===== Okuma Metni =====

Dördüncü Endüstri Devrimine Hazır Mıyız?
Çocukluğumda
hallaçlar vardı. O zamanlar yatakların çoğu maharetli kadınlar ya da mahalle
ustaları (hallaçlar) tarafından yünden ya da pamuktan yapılırdı. Türüne göre
pamuk ya da yünler dikilmiş bir kumaşın içine konularak, doldurulan kumaş
dikildikten sonra aradan iplerle bölmelere ayrılırdı. Dönemin yatak üretimi
kısaca böyle işliyordu. Bu yataklar kullanıla kullanıla, pamuk veya yün zamanla
birbirine yapışır, sertleşir, belirli yerlerde yumaklar oluştururdu. Bu
nedenle, birbirine yapışan yumakları ayırmak için pamuk veya yünler çıkarılır,
yay ve tokmak gibi özel araçlarla birbirinden ayrılır, havalandırılırdı. Genellikle
ilkbaharda yapılan bu işlemden sonra yatak ilk günkü gibi yumuşacık ve rahat
olurdu. Zamanla, fark ettirmeden, hazır yatakların yaşantımıza girmesi ile
hallaçlık da seyreldi, şimdi ise yok denecek kadar azaldığını tahmin ediyorum. Mahalle
bekçiliği, kalaycılık, zembilcilik çocukluğumun İstanbul’unda birer geçim
kaynağı olup şuan olmayan meslekler arasında sıralanabilir.
Yeni yayınlanan bir rapor bir dönemdeki hallaçlık gibi birçok
mesleğin önümüzdeki dönemde ortadan kalkacağını yazıyor. Dünya Ekonomik Forumu
tarafından basılan Geleceğin Meslekleri: Dördüncü Endüstri Devrimi için
İstihdam, Yetkinlikler ve İşgücü Stratejisi raporu (orijinal adı The Future of
Jobs: Employment, Skills and Workforce Strategy for the Fourth Industrial
Revolution) mesleklerde yaşanacak bu gelişmeleri konu alıyor.
Rapor, Dördüncü Endüstri
Devrimi’nin başında olduğumuzu belirterek yapay zeka, nanoteknoloji, 3-D
yazıcılar, genetik, bioteknoloji gibi gelişmelerin istihdam dünyasını
etkileyerek bazı mesleklerin ortadan kalkacağını, yeni mesleklerin önem
kazanacağını belirtiyor.

=====

§ Görevin Kapsamı: Yukarıdaki okuma metninin "Rapor, Dördüncü Endüstri" ifadesinden başlayıp "kazanacağını belirtiyor." ifadesi de dahil olmak üzere oraya kadar uzanan bölümünü, "yapay zeka" yerine "makine öğrenmesi" koyarak düzenleyin ve yeniden yazın.

===== Kaynaktan Alıntı =====

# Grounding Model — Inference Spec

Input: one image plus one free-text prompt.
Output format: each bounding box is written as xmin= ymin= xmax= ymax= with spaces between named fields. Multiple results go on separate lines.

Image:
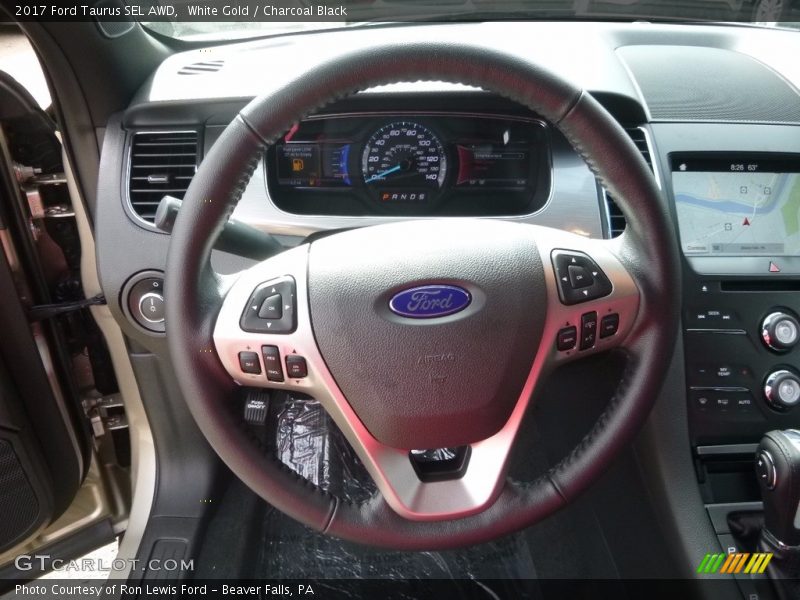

=====

§ Göreve Yanıt:
Rapor, Dördüncü Endüstri
Devrimi’nin başında olduğumuzu belirterek makine öğrenmesi, nanoteknoloji, 3-D
yazıcılar, genetik, bioteknoloji gibi gelişmelerin istihdam dünyasını
etkileyerek bazı mesleklerin ortadan kalkacağını, yeni mesleklerin önem
kazanacağını belirtiyor.